Many of these privacy developments point to an increasing reliance on email as a single point of truth to resolve consumer identities — that is if you can resolve for each consumer’s multiple and dormant emails and match them to one consumer profile. Also, email is a known and widely accepted identifier that many consumers are willing to extend to self-register and that brands can anonymize in a digital environment for privacy compliance. 

For these reasons, expect email’s prominence to surge, especially as marketers lean into privacy-first data collaboration to extend their identity resources. Given these changes, identity resolution will be critical to helping marketers responsibly expand their outbound reach and deliver the real-time personalization that today’s consumers value and expect… all while
remaining compliant within the new privacy landscape.

Blaine Britten, VP of Data Solutions, Stirista, on First-Party Tactics and Principles

Consumers are tired of feeling stalked while browsing the web. That has driven privacy legislation including GDPR, CCPA, and now VCDPA. With Google’s plan to sunset third-party cookies, and Apple’s restriction of tracking consumer data usage, the entire advertising industry is scrambling to find a suitable workaround.

While there are many solutions that will emerge, the collective industry must be mindful of the reason why we are in this situation. Consumers expect a better user experience. But, similar to a cold call or email campaign, a consumer must see some value exchanged in order for them to
engage. The entire industry – from brands and agencies to data companies of all shapes and sizes – need to be responsible stewards in the protection and transparency of how they use identity data.

**Entries supplied**
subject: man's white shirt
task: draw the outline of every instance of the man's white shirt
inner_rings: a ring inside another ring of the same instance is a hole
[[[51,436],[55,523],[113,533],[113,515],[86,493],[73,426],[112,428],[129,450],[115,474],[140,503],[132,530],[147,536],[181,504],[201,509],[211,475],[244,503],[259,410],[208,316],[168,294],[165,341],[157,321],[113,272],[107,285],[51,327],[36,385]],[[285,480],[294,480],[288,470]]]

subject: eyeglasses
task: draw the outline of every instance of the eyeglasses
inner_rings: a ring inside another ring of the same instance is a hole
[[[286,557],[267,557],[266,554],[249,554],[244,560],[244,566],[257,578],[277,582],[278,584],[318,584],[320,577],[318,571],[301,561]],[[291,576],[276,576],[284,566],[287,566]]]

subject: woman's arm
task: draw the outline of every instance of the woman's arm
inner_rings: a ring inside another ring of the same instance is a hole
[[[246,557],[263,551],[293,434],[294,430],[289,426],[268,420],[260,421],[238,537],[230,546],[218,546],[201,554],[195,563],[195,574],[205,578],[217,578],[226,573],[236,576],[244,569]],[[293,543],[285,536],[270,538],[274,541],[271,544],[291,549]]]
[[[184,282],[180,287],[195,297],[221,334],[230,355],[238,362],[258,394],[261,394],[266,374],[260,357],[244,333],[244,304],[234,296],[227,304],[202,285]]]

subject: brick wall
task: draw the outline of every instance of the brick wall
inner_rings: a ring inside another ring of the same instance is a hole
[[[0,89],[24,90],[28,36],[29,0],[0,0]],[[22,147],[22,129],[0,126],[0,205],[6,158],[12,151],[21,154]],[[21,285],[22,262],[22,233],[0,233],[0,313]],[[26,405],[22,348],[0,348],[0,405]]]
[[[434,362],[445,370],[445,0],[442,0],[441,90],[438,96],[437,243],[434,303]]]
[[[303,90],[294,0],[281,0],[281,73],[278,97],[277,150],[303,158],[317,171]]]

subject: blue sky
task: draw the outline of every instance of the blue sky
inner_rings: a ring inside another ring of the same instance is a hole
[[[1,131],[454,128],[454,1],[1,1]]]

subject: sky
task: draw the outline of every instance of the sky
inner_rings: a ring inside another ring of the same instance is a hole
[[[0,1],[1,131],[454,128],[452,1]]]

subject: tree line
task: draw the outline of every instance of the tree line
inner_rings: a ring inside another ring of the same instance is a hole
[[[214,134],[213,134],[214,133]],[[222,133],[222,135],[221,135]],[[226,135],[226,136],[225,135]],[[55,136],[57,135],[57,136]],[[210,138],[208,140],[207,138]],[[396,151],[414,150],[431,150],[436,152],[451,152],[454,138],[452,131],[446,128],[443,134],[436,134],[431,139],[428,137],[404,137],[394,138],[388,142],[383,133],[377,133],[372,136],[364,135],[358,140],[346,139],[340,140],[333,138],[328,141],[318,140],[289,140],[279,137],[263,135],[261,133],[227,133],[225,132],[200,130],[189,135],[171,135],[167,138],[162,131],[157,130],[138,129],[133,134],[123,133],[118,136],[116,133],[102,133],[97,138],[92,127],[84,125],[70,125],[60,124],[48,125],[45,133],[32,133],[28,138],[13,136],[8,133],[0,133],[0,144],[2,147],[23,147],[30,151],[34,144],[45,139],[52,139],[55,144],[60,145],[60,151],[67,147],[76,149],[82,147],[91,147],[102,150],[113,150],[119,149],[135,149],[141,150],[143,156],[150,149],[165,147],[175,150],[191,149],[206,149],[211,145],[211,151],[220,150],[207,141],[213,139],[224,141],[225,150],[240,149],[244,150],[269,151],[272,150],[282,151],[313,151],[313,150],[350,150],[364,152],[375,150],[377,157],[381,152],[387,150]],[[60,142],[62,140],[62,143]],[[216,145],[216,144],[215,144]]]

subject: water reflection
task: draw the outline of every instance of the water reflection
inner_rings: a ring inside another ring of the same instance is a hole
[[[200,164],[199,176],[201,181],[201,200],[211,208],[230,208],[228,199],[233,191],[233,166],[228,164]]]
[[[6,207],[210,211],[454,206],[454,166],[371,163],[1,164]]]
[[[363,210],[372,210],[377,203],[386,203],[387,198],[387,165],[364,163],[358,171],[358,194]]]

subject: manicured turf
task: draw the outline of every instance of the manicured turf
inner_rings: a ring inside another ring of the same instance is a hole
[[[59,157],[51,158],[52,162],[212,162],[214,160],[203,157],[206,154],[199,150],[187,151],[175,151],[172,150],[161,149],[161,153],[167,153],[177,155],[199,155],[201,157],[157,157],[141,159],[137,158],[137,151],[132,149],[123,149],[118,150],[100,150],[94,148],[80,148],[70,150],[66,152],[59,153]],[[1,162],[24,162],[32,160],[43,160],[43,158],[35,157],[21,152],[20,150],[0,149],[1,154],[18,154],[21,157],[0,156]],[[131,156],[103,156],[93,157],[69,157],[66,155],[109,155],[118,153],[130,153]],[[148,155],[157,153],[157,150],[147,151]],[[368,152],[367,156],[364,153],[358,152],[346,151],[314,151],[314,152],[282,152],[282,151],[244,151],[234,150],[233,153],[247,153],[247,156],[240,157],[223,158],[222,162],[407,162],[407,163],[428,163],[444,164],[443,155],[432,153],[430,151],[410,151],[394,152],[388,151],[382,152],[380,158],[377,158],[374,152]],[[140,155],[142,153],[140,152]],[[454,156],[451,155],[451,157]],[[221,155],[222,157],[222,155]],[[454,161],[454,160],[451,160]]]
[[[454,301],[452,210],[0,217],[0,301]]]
---
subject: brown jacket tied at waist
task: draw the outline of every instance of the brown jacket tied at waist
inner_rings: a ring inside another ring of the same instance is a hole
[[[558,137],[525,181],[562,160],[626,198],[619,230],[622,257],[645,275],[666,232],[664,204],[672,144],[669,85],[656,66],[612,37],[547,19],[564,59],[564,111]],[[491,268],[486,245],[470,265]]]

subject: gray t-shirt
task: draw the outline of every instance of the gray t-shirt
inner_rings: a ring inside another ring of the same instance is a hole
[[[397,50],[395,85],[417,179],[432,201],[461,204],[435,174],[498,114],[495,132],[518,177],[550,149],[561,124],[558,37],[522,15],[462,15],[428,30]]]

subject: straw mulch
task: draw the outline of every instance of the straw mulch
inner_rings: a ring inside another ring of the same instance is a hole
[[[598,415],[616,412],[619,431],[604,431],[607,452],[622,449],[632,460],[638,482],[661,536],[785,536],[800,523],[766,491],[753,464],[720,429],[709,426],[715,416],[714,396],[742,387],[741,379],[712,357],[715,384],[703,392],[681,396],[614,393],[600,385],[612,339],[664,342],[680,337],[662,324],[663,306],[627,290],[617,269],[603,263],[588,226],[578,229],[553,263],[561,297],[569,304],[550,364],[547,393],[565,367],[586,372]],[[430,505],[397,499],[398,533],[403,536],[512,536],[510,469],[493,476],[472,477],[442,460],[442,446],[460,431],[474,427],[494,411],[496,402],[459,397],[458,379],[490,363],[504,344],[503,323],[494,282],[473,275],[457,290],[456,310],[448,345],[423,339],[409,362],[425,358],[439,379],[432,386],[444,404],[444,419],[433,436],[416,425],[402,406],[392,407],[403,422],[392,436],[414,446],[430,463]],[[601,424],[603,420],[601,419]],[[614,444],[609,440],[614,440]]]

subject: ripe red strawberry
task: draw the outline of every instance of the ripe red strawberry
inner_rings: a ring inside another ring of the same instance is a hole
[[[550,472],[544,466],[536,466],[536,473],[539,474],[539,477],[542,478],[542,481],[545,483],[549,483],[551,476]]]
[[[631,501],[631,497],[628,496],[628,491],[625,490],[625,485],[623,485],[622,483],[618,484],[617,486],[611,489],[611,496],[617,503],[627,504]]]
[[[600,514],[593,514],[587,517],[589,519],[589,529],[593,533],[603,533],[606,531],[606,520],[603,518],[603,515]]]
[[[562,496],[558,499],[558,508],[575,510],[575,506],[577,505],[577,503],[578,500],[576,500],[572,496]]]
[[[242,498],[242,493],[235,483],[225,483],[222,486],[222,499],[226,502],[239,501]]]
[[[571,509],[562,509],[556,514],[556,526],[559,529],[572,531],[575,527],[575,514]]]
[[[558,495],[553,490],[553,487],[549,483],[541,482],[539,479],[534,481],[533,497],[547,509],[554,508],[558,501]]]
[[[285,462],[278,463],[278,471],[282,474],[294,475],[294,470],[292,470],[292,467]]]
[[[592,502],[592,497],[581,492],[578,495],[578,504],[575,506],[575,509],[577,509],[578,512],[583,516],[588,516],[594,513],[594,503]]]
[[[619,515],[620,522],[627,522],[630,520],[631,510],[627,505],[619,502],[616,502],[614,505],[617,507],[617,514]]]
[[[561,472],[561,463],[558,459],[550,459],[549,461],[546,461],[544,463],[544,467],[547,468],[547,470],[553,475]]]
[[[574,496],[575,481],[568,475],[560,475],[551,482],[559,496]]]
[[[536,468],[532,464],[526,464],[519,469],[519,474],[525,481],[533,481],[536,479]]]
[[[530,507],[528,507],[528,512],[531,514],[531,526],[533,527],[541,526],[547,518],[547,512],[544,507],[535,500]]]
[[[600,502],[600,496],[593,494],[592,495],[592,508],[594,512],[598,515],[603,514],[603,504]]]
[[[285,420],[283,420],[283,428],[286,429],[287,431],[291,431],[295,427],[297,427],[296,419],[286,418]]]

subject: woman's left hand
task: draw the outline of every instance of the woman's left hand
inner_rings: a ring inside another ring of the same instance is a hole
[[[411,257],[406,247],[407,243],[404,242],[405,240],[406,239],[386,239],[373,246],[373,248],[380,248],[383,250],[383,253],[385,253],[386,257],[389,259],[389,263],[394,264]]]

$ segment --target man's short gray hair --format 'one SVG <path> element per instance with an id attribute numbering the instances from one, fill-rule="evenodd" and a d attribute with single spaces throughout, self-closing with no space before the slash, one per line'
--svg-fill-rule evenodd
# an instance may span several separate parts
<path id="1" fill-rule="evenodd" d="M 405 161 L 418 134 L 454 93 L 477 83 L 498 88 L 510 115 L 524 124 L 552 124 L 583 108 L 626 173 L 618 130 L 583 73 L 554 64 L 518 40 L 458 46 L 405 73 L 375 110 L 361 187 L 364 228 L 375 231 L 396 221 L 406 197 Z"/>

**Exercise details**
Copy out the passage on email and consumer privacy in full, word for word. None of the items is needed for this.

**Written solution**
Many of these privacy developments point to an increasing reliance on email as a single point of truth to resolve consumer identities — that is if you can resolve for each consumer’s multiple and dormant emails and match them to one consumer profile. Also, email is a known and widely accepted identifier that many consumers are willing to extend to self-register and that brands can anonymize in a digital environment for privacy compliance. 

For these reasons, expect email’s prominence to surge, especially as marketers lean into privacy-first data collaboration to extend their identity resources. Given these changes, identity resolution will be critical to helping marketers responsibly expand their outbound reach and deliver the real-time personalization that today’s consumers value and expect… all while
remaining compliant within the new privacy landscape.

Blaine Britten, VP of Data Solutions, Stirista, on First-Party Tactics and Principles

Consumers are tired of feeling stalked while browsing the web. That has driven privacy legislation including GDPR, CCPA, and now VCDPA. With Google’s plan to sunset third-party cookies, and Apple’s restriction of tracking consumer data usage, the entire advertising industry is scrambling to find a suitable workaround.

While there are many solutions that will emerge, the collective industry must be mindful of the reason why we are in this situation. Consumers expect a better user experience. But, similar to a cold call or email campaign, a consumer must see some value exchanged in order for them to
engage. The entire industry – from brands and agencies to data companies of all shapes and sizes – need to be responsible stewards in the protection and transparency of how they use identity data.